Dataset entries:
+--

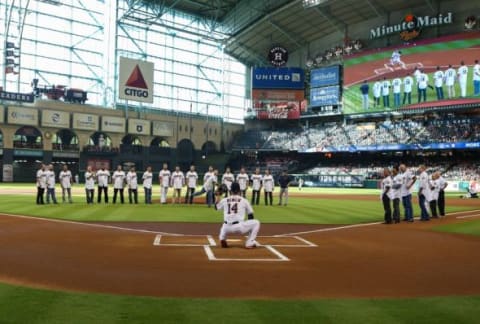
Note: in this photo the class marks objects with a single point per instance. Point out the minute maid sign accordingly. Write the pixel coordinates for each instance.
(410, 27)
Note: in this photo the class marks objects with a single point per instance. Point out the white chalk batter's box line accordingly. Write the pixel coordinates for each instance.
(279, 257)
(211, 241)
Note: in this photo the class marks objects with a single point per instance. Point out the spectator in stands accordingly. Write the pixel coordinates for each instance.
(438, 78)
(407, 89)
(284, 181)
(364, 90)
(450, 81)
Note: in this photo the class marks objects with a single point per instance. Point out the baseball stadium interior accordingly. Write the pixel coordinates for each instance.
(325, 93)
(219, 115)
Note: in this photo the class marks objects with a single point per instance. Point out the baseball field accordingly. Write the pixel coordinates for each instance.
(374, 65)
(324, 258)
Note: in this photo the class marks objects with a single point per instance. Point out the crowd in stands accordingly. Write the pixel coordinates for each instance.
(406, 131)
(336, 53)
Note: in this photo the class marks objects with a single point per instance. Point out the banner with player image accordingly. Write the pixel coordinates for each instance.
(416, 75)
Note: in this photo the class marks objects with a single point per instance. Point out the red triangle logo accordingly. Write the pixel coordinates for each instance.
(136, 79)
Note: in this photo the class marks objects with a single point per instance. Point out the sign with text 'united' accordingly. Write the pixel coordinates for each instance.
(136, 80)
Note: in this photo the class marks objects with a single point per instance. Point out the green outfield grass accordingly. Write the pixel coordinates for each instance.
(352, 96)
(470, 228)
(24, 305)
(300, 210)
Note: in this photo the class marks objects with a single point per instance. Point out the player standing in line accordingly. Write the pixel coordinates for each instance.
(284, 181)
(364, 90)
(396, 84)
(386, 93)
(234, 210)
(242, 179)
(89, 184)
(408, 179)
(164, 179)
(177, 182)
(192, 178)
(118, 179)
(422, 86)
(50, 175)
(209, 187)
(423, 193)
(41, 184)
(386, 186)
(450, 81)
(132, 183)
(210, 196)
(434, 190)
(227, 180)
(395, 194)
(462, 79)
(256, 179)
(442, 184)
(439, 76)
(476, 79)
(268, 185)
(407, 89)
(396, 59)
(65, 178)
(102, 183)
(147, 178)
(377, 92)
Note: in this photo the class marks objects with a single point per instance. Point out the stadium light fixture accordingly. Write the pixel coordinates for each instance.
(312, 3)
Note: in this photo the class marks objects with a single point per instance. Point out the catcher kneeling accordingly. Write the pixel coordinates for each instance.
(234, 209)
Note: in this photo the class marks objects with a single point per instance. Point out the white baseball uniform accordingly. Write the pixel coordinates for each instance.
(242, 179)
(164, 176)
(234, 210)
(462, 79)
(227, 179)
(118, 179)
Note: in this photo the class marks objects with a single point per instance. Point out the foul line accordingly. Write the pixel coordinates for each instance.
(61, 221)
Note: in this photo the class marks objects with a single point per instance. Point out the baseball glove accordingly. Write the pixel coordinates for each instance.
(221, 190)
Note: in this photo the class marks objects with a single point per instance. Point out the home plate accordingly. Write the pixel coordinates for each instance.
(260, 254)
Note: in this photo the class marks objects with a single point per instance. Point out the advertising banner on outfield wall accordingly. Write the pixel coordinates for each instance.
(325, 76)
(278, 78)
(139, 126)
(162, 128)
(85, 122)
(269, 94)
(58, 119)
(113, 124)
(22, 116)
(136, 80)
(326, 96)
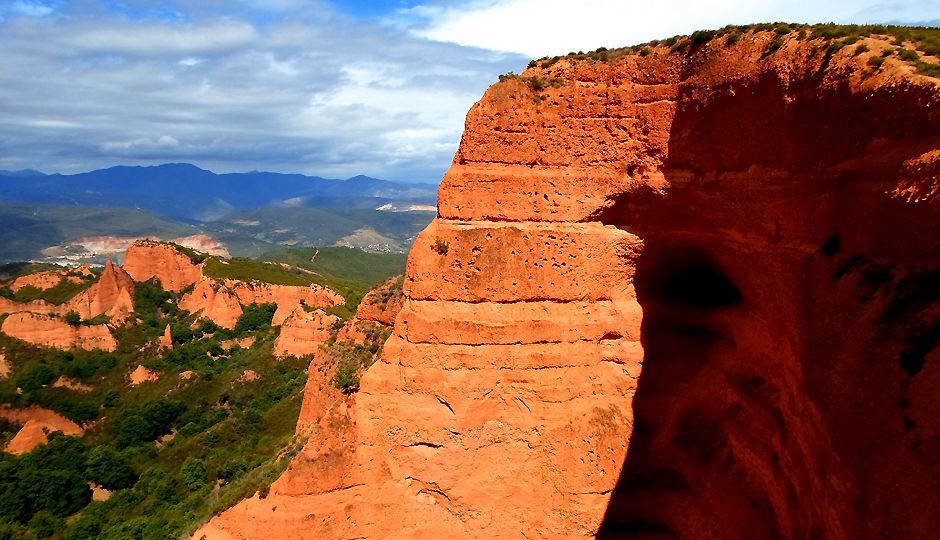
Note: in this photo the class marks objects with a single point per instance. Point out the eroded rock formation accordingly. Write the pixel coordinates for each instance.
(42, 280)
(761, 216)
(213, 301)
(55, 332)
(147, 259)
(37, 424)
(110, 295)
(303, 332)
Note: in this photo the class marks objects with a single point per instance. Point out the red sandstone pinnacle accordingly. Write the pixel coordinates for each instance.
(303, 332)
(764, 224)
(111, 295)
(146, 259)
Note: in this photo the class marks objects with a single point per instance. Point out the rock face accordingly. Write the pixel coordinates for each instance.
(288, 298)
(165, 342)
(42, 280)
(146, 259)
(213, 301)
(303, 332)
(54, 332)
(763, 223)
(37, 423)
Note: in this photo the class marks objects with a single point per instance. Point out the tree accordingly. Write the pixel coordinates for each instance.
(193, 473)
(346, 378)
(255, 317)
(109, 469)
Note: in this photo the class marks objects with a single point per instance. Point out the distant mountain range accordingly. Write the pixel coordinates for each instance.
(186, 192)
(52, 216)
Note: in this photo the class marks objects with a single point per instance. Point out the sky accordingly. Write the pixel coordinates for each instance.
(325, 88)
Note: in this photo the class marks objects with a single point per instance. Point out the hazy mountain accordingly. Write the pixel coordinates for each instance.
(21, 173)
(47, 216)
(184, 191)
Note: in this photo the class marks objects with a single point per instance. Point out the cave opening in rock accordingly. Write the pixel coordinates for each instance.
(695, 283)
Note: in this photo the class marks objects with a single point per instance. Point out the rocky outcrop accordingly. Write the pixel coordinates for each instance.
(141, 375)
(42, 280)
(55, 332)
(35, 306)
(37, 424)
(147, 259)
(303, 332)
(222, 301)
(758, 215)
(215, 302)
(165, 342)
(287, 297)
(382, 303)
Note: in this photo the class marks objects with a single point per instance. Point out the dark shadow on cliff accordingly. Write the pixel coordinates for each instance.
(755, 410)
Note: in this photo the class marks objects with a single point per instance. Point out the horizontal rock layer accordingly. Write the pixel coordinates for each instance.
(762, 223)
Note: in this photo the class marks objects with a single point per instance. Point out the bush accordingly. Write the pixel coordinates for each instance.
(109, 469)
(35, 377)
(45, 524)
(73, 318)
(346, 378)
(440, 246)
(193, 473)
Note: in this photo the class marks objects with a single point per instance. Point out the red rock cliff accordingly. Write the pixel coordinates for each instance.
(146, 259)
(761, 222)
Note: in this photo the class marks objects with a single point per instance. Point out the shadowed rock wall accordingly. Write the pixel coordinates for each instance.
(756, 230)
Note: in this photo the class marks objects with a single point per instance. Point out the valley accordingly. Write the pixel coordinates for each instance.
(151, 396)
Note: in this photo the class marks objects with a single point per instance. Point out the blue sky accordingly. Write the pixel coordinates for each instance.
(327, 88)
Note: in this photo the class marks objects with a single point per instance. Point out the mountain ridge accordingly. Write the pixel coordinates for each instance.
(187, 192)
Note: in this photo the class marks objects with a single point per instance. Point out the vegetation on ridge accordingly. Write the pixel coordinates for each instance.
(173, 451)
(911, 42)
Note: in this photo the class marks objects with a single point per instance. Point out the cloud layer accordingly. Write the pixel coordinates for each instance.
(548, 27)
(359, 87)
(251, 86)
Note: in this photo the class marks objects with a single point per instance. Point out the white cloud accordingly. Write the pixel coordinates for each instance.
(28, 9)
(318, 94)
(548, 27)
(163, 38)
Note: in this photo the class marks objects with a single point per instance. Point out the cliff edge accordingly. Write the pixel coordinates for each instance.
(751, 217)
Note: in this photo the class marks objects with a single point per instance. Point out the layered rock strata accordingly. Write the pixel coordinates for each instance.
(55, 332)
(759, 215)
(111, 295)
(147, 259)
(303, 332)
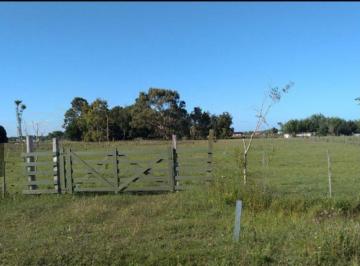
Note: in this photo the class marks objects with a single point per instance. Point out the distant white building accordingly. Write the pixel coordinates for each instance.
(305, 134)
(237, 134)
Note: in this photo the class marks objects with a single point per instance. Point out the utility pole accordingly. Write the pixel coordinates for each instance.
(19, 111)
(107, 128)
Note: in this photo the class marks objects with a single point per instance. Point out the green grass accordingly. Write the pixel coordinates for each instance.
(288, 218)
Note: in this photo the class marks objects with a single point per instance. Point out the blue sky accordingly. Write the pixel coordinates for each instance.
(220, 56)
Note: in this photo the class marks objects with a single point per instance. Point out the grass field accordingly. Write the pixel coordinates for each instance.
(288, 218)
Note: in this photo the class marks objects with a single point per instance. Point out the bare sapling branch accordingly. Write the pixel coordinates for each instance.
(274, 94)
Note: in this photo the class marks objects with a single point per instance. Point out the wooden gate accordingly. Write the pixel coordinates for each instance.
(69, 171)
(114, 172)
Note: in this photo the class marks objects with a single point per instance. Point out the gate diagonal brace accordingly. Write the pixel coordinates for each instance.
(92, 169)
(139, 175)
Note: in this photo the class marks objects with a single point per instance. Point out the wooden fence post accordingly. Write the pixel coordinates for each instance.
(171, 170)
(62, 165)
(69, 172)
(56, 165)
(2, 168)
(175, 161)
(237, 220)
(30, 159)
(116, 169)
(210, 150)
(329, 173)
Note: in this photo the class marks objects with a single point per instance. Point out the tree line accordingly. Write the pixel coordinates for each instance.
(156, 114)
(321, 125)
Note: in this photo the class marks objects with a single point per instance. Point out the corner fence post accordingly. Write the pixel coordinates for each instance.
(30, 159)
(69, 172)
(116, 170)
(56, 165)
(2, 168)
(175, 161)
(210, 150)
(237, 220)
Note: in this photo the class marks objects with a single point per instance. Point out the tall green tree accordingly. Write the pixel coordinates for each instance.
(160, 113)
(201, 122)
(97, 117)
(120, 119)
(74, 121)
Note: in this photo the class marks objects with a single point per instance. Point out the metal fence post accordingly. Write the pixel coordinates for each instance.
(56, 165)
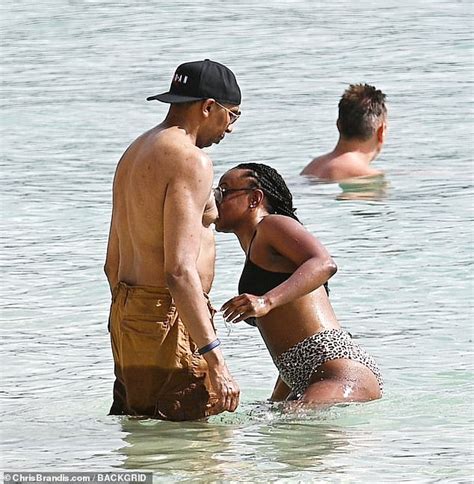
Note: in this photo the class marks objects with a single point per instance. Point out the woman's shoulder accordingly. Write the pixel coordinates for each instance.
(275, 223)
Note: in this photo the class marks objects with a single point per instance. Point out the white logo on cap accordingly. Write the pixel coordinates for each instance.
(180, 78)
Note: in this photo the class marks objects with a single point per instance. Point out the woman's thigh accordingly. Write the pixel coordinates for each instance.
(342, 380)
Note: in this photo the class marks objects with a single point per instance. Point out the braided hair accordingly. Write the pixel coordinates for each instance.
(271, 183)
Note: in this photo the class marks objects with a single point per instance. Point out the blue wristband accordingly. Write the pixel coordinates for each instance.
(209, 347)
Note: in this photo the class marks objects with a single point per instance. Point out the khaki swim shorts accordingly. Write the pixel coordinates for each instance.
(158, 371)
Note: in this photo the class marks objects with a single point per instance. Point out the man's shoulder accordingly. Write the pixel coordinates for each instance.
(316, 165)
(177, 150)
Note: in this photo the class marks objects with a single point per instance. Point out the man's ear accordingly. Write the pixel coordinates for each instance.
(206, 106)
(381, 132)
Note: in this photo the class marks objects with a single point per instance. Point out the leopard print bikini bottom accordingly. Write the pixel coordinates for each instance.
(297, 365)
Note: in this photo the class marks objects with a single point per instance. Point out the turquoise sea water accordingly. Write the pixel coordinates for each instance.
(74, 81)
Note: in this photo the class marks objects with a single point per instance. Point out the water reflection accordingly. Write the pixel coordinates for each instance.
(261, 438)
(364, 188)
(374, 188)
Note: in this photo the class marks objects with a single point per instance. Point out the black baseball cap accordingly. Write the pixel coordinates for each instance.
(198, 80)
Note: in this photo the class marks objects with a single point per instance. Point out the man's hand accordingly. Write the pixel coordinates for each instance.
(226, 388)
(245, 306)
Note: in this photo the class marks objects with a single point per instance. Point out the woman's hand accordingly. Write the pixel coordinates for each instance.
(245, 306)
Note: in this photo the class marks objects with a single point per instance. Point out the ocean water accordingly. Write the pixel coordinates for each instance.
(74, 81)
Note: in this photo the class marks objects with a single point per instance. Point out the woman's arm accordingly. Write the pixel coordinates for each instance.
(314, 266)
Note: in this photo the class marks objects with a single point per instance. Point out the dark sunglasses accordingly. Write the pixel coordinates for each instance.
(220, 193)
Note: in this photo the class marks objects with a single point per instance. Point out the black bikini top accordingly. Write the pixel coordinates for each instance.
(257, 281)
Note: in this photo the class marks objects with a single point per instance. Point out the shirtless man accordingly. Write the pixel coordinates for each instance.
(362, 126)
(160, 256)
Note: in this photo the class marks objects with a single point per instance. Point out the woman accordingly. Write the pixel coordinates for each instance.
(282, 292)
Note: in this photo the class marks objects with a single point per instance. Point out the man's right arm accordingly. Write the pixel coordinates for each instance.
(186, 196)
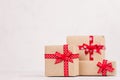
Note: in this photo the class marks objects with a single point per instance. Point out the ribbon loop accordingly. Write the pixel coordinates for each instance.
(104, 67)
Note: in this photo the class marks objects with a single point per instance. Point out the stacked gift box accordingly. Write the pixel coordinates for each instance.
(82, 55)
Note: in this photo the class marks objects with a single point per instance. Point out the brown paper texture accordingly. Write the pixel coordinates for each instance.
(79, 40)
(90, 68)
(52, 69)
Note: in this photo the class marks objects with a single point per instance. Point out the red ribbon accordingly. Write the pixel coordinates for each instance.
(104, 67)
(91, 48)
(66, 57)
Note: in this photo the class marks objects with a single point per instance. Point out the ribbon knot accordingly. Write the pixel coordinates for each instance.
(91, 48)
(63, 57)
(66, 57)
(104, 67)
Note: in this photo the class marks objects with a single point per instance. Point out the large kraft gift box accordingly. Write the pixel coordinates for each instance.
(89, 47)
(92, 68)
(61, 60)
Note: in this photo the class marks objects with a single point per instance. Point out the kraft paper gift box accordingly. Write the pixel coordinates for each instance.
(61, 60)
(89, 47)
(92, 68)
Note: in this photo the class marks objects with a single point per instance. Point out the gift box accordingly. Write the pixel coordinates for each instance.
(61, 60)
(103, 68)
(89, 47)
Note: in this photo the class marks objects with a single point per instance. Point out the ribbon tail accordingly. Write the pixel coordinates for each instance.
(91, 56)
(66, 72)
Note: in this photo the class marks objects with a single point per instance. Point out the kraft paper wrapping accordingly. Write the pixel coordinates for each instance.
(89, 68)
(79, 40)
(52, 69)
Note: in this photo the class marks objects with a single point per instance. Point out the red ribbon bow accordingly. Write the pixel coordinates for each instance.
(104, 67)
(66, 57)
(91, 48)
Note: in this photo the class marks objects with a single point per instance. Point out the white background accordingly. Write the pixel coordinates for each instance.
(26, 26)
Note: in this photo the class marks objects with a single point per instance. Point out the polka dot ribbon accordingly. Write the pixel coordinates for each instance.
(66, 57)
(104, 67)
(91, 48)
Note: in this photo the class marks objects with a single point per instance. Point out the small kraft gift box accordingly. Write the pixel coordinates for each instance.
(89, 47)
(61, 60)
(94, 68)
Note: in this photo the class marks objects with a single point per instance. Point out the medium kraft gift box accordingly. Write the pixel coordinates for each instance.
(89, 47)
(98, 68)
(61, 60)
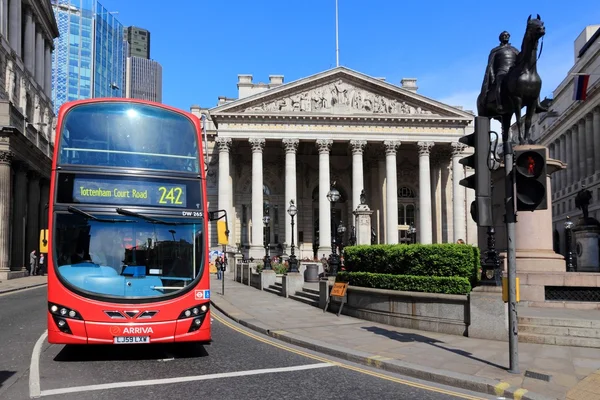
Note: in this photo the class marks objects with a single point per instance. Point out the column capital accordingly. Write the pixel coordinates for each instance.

+--

-- EXERCISE DESCRIPTION --
Repeat verbatim the range of lines that opens at the line containing "kraft paper wrapping" and closes at the last line of the entries, excluding all pictures.

-- YOUR SOLUTION --
Note: in this photo the class marks objects with a single point per instance. Point out the kraft paper wrapping accordingly. Write the pixel coordinates for each instance.
(89, 68)
(79, 40)
(52, 69)
Note: in this photo the class marks objects with a single point per instance. Point out the red ribbon bow accordingly. Write the pixel coordinates for each instance.
(104, 67)
(66, 57)
(91, 48)
Note: in this photo the class marks objects with a single point per instance. Point out the white background accordingly. Write the pixel coordinates for each instance.
(26, 26)
Note: in this photo the class marks objects with a single point per instance. Point out the polka dot ribbon accordingly. Write the pixel coordinates for each instance.
(66, 57)
(104, 67)
(91, 48)
Note: in this photo the class marks objects with a single point per instance. Point out the small kraft gift box accordingly. Write the pixel coordinates for each instance.
(89, 47)
(61, 60)
(94, 68)
Note: in this photo the class marks objects with a single point per instance. Point out the medium kraft gift box accordingly. Write the pixel coordinates for each instance.
(89, 47)
(98, 68)
(61, 60)
Note: in this photo the class marks objects with a single point per instance. Point out the column capital accordingly. Write the pixel coordinates for each instance.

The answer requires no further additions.